In the listing below, tally the lines that hold "positive" and report that number by itself.
START DATA EXTRACTS
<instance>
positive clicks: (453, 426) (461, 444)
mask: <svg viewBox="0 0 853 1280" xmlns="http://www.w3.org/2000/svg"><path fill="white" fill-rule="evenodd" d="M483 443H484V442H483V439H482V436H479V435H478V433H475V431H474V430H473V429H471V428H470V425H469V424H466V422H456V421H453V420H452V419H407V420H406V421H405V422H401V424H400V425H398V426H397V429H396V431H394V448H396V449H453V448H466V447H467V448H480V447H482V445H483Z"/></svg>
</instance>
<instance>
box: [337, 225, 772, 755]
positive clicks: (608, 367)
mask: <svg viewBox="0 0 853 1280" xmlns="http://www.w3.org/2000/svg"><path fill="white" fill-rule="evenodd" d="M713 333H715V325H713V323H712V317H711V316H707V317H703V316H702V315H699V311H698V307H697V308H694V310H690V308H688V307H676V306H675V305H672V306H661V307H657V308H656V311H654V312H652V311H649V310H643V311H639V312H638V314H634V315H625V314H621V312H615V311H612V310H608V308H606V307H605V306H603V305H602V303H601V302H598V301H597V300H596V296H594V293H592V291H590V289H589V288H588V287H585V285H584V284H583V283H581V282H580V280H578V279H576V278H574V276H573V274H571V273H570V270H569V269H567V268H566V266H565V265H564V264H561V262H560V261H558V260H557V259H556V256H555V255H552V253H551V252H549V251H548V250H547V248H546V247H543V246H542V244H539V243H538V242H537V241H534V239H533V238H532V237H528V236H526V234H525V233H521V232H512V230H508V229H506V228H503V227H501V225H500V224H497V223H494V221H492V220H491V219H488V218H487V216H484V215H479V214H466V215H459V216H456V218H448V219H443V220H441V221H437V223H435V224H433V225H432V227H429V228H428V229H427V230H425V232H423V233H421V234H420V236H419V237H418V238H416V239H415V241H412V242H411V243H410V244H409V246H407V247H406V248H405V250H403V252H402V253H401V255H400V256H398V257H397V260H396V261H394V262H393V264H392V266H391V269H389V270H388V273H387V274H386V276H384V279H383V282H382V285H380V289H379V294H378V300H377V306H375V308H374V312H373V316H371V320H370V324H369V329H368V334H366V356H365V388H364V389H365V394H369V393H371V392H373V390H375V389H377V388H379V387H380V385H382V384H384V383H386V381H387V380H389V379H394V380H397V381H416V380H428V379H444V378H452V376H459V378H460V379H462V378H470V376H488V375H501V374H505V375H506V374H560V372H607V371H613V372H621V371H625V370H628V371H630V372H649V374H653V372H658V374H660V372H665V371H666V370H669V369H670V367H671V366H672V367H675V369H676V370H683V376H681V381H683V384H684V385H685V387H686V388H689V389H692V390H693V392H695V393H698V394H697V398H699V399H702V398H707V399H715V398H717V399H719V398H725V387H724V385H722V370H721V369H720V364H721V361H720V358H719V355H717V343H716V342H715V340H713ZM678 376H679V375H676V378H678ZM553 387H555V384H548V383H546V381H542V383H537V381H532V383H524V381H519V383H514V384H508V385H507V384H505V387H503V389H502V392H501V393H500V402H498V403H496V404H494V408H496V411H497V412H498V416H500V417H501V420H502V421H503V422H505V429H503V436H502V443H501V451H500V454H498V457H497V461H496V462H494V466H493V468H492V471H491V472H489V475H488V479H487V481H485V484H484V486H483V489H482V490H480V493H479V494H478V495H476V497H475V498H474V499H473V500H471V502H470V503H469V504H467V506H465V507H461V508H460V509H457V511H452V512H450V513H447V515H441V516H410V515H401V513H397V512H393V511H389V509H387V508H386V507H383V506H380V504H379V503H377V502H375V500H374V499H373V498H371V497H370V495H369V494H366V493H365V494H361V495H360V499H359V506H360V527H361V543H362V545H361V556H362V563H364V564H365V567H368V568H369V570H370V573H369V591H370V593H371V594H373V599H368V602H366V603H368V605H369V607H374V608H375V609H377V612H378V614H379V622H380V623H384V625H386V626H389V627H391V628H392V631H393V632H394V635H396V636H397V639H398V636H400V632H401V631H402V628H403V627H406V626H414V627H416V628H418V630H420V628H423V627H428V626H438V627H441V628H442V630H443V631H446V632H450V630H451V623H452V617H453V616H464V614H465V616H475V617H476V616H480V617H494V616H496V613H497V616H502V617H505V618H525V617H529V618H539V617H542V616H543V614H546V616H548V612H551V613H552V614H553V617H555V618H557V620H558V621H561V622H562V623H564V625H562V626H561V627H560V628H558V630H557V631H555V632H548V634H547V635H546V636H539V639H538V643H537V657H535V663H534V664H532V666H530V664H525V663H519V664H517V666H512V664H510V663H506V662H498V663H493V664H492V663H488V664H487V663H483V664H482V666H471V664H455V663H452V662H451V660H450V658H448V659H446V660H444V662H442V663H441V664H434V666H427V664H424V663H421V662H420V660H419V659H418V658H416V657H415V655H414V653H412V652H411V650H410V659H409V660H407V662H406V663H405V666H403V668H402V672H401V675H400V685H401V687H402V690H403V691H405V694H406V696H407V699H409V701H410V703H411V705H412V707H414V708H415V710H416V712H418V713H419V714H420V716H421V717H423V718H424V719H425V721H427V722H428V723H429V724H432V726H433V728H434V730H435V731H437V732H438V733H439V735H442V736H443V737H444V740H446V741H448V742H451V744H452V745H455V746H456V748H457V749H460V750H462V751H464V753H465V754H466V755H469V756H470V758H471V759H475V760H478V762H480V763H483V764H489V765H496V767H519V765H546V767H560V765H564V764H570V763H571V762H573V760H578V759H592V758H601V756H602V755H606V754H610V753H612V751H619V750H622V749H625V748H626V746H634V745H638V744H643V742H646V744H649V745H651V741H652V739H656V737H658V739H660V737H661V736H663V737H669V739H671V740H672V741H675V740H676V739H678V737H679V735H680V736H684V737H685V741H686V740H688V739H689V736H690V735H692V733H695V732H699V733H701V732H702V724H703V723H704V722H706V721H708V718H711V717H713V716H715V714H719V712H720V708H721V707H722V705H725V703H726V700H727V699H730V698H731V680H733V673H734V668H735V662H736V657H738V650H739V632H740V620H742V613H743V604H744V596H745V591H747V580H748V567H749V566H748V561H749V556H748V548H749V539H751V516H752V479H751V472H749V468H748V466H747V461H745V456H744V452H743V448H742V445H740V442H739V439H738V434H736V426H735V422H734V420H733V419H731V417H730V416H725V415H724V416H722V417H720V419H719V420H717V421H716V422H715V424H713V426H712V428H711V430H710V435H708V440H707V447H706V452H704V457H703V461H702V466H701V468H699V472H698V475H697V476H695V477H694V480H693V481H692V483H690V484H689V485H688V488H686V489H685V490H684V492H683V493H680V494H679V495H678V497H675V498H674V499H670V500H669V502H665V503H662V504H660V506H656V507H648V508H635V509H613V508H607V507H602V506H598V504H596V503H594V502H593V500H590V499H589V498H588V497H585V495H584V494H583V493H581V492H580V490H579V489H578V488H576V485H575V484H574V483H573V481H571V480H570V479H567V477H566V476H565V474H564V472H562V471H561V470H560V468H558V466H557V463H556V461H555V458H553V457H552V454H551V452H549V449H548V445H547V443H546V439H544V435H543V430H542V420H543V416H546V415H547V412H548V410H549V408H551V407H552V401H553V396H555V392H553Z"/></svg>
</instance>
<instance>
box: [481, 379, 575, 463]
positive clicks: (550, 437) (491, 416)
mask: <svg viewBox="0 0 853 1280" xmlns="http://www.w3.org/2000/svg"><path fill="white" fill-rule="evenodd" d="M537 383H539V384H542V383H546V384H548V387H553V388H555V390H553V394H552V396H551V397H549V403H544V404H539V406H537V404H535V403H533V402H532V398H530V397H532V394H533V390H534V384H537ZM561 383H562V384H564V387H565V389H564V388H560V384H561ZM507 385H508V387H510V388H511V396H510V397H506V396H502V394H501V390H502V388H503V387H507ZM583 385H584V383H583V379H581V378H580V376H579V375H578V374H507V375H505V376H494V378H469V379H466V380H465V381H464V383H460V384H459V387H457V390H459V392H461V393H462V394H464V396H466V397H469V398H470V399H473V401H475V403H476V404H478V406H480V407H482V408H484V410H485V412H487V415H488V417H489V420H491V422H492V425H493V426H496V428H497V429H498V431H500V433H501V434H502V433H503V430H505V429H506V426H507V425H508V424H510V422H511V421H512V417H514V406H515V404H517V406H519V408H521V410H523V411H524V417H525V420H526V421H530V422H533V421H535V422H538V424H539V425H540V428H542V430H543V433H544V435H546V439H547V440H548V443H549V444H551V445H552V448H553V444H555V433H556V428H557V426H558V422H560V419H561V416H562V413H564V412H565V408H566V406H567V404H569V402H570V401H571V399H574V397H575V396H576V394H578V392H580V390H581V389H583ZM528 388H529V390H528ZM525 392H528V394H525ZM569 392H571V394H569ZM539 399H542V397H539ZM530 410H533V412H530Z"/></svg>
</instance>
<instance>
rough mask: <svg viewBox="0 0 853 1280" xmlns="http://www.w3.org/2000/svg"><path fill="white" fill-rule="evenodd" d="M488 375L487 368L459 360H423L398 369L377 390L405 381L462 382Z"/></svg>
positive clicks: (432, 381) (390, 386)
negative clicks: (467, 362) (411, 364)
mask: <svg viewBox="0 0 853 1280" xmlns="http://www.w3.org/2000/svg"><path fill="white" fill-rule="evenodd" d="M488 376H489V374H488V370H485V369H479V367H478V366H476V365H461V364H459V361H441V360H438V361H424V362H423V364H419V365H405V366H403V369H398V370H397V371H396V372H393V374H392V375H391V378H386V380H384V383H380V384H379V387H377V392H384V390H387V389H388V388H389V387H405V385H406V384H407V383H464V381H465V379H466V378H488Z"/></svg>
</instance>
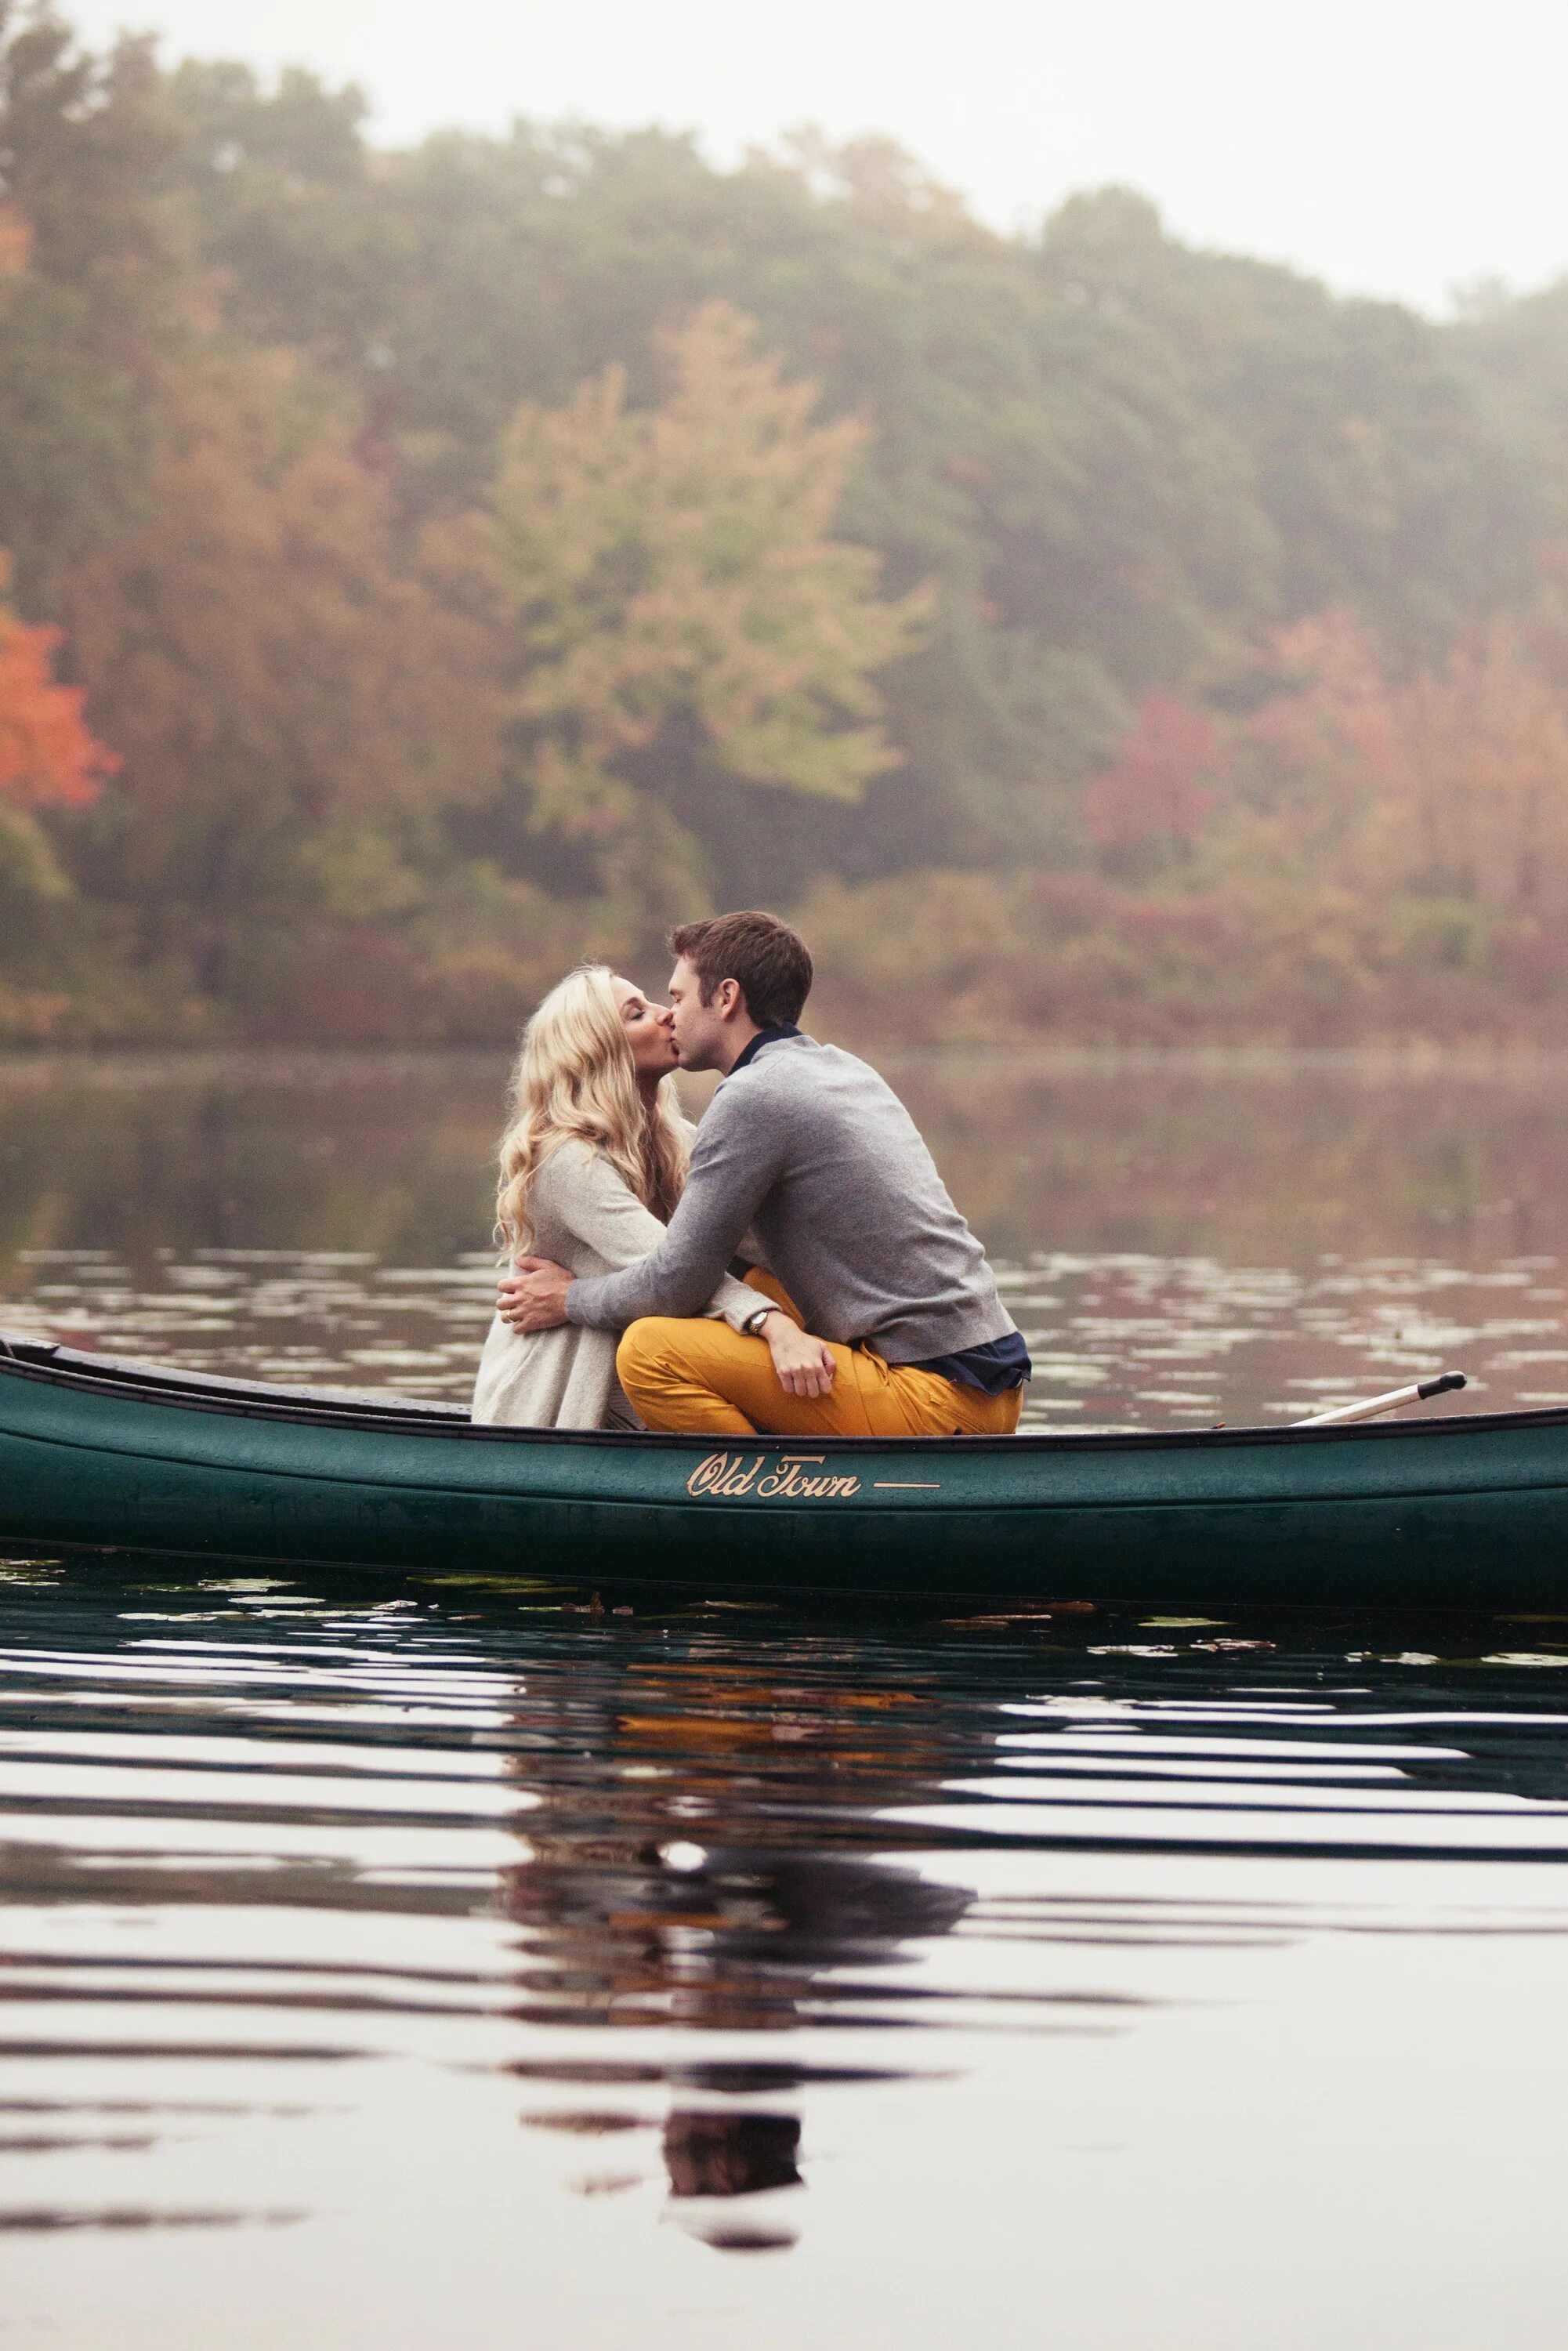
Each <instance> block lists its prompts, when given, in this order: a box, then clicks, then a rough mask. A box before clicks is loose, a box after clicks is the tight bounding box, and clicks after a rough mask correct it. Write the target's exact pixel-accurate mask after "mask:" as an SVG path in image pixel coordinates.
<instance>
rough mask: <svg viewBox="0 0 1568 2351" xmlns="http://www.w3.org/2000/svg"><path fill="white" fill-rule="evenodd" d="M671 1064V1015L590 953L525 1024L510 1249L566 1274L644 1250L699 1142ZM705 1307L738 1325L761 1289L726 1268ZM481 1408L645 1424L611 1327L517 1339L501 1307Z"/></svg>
mask: <svg viewBox="0 0 1568 2351" xmlns="http://www.w3.org/2000/svg"><path fill="white" fill-rule="evenodd" d="M675 1065H677V1051H675V1030H672V1023H670V1013H668V1011H665V1009H663V1006H656V1004H649V999H646V997H644V994H642V990H639V987H632V983H630V980H621V978H616V973H611V971H607V969H604V964H583V966H581V969H578V971H569V973H567V978H564V980H562V983H559V985H557V987H552V990H550V994H548V997H545V999H543V1004H541V1006H538V1011H536V1013H534V1018H531V1020H529V1025H527V1030H524V1037H522V1051H520V1056H517V1067H515V1072H512V1121H510V1126H508V1131H505V1136H503V1138H501V1187H498V1197H496V1239H498V1241H501V1248H503V1258H505V1260H510V1258H517V1255H527V1253H531V1255H538V1258H552V1260H555V1262H557V1265H564V1267H567V1270H569V1272H571V1274H614V1272H621V1267H623V1265H635V1262H637V1258H646V1253H649V1248H654V1244H656V1241H658V1239H661V1234H663V1227H665V1225H668V1220H670V1213H672V1208H675V1201H677V1199H679V1194H682V1185H684V1180H686V1159H689V1152H691V1136H693V1128H691V1126H689V1124H686V1119H682V1114H679V1110H677V1105H675V1089H672V1084H670V1072H672V1070H675ZM708 1312H710V1314H722V1317H724V1321H726V1324H731V1326H733V1328H736V1331H738V1328H741V1326H743V1324H745V1321H748V1317H752V1314H755V1312H757V1291H755V1288H748V1286H745V1284H743V1281H731V1279H729V1277H726V1279H724V1281H722V1284H719V1288H717V1291H715V1295H712V1298H710V1300H708ZM769 1328H776V1324H773V1326H769ZM788 1335H790V1338H797V1333H795V1331H790V1333H788ZM757 1345H762V1340H759V1342H757ZM473 1418H475V1420H505V1422H512V1425H517V1427H534V1429H635V1427H639V1425H642V1422H639V1420H637V1415H635V1413H632V1408H630V1404H628V1401H625V1394H623V1389H621V1382H618V1380H616V1335H614V1333H611V1331H578V1328H574V1326H571V1324H567V1326H564V1328H559V1331H536V1333H534V1335H531V1338H522V1335H520V1333H515V1331H510V1328H508V1326H505V1324H503V1321H501V1317H496V1319H494V1324H491V1328H489V1338H487V1340H484V1354H482V1357H480V1375H477V1380H475V1399H473Z"/></svg>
END DATA EXTRACTS
RESPONSE TO THE EXERCISE – 4